ПИСЬМЕННОЕ ЗАДАНИЕ:
Напишите продолжение текста о правовой политике Российской империи в отношении коренных народов, начиная сразу после его последнего предложения.

ИСХОДНЫЙ ТЕКСТ:
******
Совершенно иную картину демонстрирует работа Вирджинии Мартин, посвященная обычному праву у степных кочевников. Основной аргумент Мартин гласит, что русские законодатели и административные чиновники с энтузиазмом поддерживали колониальный догмат о «верховенстве закона», веря, что сближение[99] между обычаем, представлявшимся в виде низшей нормативно-правовой базы, и высшей имперской правовой системой, то есть законом, может способствовать формированию «гражданственности»[100] у коренных народов империи. Мартин уделяет особое внимание цивилизаторской задаче российских властей и трансформации локальных правовых практик. Для успешного внедрения имперского права эти процессы должны были пройти мирным путем. В воображении российских законодателей жители колоний, вступив в контакт с царской правовой системой, тотчас же должны были отказаться от своих примитивных нравов и принять законы империи. Таким образом, Мартин делает акцент на имперский идеалистический призыв «управлять примером». Кроме того, исследователь утверждает, что российские власти, вовлекая жителей Средней Азии в кодификацию местных обычаев, фактически содействовали изменениям в применении обычного права. Согласно Мартин, фиксация обычного права в письменной форме означает существенные изменения его социальной значимости. Однако, помещая в центр внимания превозносимую многими доктрину «управления примером» и уделяя внимание исключительно процессу кодификации права, она упускает из виду тот факт, что российские чиновники напрямую участвовали в судебных разбирательствах по делам местных жителей, таким образом утверждая собственное видение правосудия. На сегодняшний день нет четких свидетельств того, как результаты кодификации использовались в судебных разбирательствах и как они повлияли на повседневные практики залов суда[101].
Противоречия становятся очевидными, когда мы сопоставляем нарративы о преемственности и благоприятствующем игнорировании с тезисом Мартин о том, что в области процессуального права намечались пусть и постепенные, но изменения, так как империя активно прилагала к этому усилия. В то же время Джейн Бурбанк в своем нарративе об инклюзивном правовом плюрализме государства объединяет, казалось бы, противоречащие друг другу линии: поиск компромиссов и глубокую трансформацию. Синтез, представленный в ее работе, демонстрирует образ русской политики – московской автократии, которая, раскинувшись по всей Евразии, обеспечила разнообразные этнические группы и религиозные сообщества пространством дифференцированной юриспруденции. Цитируя Бурбанк, «российский имперский правовой режим, основанный на государственном распределении прав и обязанностей среди дифференцированных сообществ, создал условия для включения в основные практики управления даже самых низших субъектов. <…> Российская система признания коллективных прав обеспечила подданных империи правовыми рамками для связи с государственной системой, наделила их правами на выполнение базовых социальных функций под защитой закона и позволила им разрешать некоторые вопросы локальной, но при этом существенной важности с санкции государства»[102].
******
ЗАПИСАННЫЕ СВЕДЕНИЯ:
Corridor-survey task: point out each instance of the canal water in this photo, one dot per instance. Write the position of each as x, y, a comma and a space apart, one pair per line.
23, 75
******
ОЖИДАЕМЫЙ ОТВЕТ:
Тезис Джейн Бурбанк о дифференцированной юриспруденции базируется на концепции «обычая». Это остаточная категория, охватывающая своды правовых норм, не относящиеся к имперскому праву. Кроме того, данный термин часто встречается в правовой терминологии Российской империи[103]. Бурбанк предполагает, что официальное признание обычного права, то есть нормативно-правовой базы коренного населения, на Кавказе, в Сибири и Средней Азии обеспечивает существование отдельного коллективного правового поля. С российской точки зрения империя представляла собой дом для всех людей, имеющих собственные обычаи. Согласно данному пониманию, сообщества, прибегавшие к дифференцированной юриспруденции, могли самостоятельно распоряжаться своей жизнью, находясь под охраной всеохватывающей автократии. Это, по-видимому, было большим преимуществом подданства Российской империи: поскольку государство привязывало подданных к таким идентификационным ярлыкам, как сословие и вероисповедание, каждый человек помещался в определенную категорию подданства и, следовательно, прикреплялся к сообществу определенной юриспруденции. Коренные жители Сибири, в соответствии с обычаем обладавшие правами на сибирскую землю, обращались с жалобами в волостной суд, как и русские крестьяне. В соответствии с тем же принципом кавказские и среднеазиатские мусульмане должны были обращаться к казиям.
История Российской империи показывает, что формирование в ней множественных правовых режимов в большой степени объясняется реальной политикой (Realpolitik) расширения государства на юг и на восток. Интеграция была обязательным условием, которое старались воплотить в жизнь чиновники и губернаторы, поставленные властвовать над неправославными народами. Оставление за местным населением права на самоуправление, а следовательно, утверждение устоявшихся правовых практик сыграло важную роль для установления власти в регионе, получения доходов и поддержания относительного мира на окраинах.
В главе 2 я представлю критику некоторых аспектов тезиса, предложенного Бурбанк. Я утверждаю, что данная имперская политика лишь в течение краткого времени применялась в российской Средней Азии. Это становится очевидным, если мы изучим, как государство расширяло область вмешательства в сферу исламского права. Здесь оно также было вынуждено организовать режим правового плюрализма. Судопроизводство определялось законами, основанными на конфессиональных различиях: русские соблюдали общие законы империи, оседлым коренным народам предлагалось обращаться за юридическими услугами в шариатские суды, а кочевники следовали постановлениям судов обычного права.
Однако российские власти не просто наделили мусульман самоуправлением. На протяжении всей истории колонизации Средней Азии прозвучало немало официальных призывов к вмешательству и реформам. Эта тенденция достигла кульминации в 1913 году, когда в законопроекте об упразднении народных судов было предложено заменить шариатские суды мировыми судьями[104]. В то время российские чиновники, не согласные с режимом плюрализма, активно обсуждали идею ассимиляции[105].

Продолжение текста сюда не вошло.